Region annotation entries:
-*-

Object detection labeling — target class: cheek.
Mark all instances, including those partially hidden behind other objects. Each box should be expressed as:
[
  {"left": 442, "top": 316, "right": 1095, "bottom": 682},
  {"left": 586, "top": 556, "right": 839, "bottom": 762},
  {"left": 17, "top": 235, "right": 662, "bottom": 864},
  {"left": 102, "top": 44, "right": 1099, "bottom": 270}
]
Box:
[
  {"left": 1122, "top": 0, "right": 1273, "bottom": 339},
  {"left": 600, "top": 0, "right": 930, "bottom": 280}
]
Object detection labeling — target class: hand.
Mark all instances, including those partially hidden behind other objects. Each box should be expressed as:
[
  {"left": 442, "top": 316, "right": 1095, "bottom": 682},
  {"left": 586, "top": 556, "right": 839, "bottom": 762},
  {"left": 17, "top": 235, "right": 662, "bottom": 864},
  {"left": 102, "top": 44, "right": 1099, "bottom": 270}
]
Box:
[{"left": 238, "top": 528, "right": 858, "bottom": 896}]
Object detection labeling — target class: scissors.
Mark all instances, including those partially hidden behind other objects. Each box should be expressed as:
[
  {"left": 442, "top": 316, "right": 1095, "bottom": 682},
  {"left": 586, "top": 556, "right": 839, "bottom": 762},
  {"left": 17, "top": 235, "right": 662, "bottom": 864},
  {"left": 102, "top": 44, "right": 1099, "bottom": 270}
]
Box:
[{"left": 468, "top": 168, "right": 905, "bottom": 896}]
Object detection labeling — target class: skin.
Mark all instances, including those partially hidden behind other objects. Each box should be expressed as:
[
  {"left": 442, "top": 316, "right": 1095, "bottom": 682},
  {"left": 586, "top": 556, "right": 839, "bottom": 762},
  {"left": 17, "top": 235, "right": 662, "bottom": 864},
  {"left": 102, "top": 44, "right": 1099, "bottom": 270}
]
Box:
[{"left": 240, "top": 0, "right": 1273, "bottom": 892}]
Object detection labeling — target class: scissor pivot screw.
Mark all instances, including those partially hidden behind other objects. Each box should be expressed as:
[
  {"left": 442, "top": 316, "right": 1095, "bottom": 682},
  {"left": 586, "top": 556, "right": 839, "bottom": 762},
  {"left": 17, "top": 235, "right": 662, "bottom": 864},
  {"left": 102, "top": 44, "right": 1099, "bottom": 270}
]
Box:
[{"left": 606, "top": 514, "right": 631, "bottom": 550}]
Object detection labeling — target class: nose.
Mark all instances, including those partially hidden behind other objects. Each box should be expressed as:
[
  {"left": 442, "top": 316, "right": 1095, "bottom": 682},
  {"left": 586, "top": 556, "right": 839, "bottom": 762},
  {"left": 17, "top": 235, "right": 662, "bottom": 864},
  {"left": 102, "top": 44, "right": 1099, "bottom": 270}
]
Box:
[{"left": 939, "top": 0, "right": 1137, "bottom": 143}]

-*-

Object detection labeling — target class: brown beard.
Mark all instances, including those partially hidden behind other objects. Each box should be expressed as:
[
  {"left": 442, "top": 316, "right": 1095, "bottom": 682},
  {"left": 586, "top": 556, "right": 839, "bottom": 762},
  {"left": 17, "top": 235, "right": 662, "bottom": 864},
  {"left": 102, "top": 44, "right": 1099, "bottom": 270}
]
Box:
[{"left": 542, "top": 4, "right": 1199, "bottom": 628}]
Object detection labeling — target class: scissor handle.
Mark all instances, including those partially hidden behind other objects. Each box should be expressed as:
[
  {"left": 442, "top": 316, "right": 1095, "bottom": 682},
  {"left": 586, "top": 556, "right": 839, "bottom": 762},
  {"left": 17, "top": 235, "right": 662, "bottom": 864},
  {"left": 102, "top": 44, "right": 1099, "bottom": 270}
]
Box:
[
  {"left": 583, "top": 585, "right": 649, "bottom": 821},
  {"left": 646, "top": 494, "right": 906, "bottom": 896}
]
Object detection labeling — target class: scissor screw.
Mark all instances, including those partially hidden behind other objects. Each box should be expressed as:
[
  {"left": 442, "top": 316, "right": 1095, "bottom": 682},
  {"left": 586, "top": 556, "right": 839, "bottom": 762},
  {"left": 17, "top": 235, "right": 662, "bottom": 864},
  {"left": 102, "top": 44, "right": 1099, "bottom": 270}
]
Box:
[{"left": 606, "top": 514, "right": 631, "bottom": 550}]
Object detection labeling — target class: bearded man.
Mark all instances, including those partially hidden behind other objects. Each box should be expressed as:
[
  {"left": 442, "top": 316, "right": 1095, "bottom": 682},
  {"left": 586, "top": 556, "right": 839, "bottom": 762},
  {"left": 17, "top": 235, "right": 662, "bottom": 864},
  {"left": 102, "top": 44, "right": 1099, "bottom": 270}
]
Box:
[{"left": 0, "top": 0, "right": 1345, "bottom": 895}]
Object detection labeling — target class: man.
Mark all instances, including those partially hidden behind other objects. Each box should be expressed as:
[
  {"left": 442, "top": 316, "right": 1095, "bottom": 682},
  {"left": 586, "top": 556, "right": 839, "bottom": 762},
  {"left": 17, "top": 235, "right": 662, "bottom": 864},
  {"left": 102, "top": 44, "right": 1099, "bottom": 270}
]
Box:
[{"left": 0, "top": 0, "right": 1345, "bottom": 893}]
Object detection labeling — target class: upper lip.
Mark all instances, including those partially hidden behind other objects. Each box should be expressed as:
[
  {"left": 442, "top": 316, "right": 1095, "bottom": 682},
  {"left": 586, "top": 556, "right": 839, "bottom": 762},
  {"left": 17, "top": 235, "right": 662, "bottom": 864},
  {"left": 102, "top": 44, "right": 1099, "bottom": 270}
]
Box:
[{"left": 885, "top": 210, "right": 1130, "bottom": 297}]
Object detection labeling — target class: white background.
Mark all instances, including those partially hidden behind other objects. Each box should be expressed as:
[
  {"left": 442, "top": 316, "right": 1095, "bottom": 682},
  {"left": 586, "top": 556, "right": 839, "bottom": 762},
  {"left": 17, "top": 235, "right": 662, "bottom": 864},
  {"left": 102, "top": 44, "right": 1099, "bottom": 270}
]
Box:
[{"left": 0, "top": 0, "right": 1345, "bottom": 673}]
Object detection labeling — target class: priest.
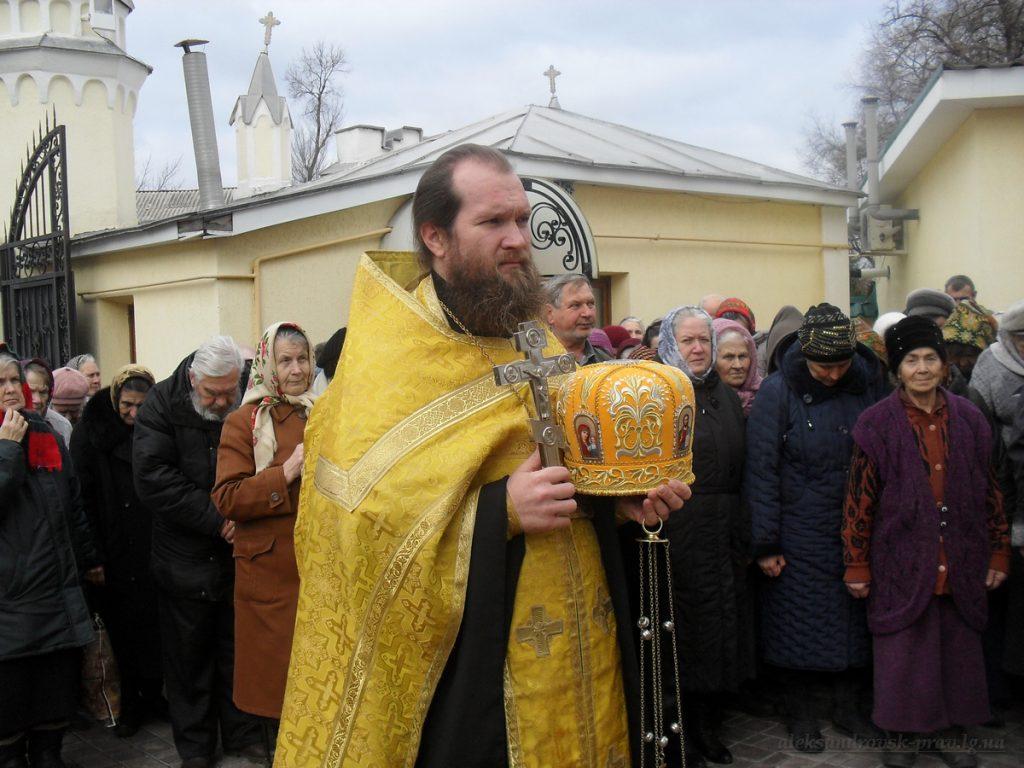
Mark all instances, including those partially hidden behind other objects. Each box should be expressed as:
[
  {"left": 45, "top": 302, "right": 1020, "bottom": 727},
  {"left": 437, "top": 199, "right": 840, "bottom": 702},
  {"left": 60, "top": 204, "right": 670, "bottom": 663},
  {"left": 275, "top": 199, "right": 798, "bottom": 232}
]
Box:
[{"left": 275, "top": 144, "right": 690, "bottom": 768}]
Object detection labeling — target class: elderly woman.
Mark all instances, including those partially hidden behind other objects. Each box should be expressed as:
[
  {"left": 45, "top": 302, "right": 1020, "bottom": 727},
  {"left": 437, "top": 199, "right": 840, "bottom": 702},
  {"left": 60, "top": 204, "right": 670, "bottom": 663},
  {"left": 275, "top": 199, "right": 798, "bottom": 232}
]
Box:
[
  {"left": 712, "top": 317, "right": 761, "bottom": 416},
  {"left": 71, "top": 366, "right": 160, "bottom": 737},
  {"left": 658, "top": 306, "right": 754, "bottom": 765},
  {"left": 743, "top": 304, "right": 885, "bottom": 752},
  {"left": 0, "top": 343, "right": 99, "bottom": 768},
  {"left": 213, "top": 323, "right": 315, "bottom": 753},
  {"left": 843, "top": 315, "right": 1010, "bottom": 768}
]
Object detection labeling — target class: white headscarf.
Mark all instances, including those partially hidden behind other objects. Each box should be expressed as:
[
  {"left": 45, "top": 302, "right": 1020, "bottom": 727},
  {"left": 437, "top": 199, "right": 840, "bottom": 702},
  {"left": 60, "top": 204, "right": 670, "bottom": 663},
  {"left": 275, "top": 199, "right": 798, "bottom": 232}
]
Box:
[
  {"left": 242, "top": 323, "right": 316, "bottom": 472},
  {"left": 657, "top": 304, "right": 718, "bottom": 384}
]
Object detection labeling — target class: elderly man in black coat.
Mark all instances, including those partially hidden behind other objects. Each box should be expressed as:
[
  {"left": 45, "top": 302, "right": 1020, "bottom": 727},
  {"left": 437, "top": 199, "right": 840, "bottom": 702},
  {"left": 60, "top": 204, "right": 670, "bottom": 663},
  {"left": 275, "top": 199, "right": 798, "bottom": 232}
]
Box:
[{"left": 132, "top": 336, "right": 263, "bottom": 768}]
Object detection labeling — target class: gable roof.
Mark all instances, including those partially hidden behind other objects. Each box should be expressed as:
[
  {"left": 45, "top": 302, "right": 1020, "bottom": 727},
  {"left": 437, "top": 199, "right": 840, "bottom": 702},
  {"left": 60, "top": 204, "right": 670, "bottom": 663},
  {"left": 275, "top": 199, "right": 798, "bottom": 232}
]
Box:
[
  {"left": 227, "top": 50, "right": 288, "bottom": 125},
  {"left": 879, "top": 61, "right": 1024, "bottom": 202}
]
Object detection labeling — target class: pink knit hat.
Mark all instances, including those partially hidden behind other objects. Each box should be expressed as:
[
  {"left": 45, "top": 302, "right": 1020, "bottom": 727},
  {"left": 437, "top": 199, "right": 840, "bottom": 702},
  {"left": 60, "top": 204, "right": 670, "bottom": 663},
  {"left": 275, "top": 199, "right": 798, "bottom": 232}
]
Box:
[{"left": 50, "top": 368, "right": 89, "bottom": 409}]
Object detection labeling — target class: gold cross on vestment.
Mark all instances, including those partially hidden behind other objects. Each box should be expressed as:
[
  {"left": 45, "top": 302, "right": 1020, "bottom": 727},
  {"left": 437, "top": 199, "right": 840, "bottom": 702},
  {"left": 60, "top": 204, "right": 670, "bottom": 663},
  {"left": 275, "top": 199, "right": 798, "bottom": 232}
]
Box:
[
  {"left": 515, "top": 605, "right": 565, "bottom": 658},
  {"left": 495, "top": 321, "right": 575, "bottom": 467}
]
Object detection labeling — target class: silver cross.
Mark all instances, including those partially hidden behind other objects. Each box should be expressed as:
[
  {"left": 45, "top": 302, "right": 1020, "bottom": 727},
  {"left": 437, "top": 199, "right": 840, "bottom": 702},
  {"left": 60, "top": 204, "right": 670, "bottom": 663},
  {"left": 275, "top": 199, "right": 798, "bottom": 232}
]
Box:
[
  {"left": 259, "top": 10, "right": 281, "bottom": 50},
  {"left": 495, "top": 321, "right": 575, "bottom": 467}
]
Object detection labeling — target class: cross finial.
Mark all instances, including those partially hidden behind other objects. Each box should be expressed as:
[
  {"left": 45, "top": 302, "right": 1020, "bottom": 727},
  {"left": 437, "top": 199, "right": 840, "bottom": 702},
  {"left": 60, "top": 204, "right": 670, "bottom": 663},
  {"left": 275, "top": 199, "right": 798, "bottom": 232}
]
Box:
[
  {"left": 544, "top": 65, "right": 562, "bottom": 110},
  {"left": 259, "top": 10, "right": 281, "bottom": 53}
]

-*-

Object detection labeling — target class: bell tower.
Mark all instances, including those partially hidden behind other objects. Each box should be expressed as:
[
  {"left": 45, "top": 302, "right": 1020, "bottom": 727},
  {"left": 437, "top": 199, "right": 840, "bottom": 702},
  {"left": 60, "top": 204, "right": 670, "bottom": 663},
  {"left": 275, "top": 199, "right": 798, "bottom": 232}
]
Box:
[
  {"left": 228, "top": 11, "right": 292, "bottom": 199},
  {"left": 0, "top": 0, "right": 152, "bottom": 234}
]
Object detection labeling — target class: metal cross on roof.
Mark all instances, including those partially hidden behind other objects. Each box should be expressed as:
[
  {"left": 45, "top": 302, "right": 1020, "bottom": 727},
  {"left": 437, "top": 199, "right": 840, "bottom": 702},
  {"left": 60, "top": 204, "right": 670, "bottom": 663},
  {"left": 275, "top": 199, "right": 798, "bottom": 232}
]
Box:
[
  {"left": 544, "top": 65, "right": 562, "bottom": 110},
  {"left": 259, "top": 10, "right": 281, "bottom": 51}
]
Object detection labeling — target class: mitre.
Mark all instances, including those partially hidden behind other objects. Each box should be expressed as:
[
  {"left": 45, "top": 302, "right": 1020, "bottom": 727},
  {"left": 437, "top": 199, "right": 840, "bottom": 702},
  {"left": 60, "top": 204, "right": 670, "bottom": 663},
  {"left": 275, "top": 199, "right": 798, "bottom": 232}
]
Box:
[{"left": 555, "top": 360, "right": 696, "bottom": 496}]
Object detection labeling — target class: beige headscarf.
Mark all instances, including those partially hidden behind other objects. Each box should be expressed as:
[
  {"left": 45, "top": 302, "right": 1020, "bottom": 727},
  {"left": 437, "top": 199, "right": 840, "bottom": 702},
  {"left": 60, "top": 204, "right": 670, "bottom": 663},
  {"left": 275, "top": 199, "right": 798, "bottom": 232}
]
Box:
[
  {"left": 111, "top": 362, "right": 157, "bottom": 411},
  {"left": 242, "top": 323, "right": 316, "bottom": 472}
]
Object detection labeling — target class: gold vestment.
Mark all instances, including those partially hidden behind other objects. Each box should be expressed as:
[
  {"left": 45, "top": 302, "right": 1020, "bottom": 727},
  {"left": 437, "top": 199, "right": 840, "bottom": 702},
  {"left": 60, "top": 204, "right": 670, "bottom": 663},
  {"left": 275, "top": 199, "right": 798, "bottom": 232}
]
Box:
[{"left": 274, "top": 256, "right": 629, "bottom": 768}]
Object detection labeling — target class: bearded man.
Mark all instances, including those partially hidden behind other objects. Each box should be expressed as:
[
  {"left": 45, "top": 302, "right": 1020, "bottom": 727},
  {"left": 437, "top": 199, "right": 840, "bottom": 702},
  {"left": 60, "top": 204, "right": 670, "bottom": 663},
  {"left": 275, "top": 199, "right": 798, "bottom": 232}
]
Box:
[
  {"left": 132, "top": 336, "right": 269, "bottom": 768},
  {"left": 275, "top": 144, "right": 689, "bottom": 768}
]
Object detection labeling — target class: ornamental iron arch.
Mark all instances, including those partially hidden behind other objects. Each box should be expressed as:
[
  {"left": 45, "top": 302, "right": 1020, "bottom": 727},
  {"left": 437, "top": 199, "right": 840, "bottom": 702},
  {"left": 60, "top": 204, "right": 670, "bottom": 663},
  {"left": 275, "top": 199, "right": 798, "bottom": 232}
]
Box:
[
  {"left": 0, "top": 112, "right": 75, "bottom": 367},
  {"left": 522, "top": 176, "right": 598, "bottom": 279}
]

-*-

[GIVEN REQUEST]
Pick out every line of the items above that contains the word "screw", and copy each one. Case counts.

[RESULT OF THIS EXERCISE]
Object detection labeling — target class: scissor pivot screw.
Object detection labeling — target class: scissor screw.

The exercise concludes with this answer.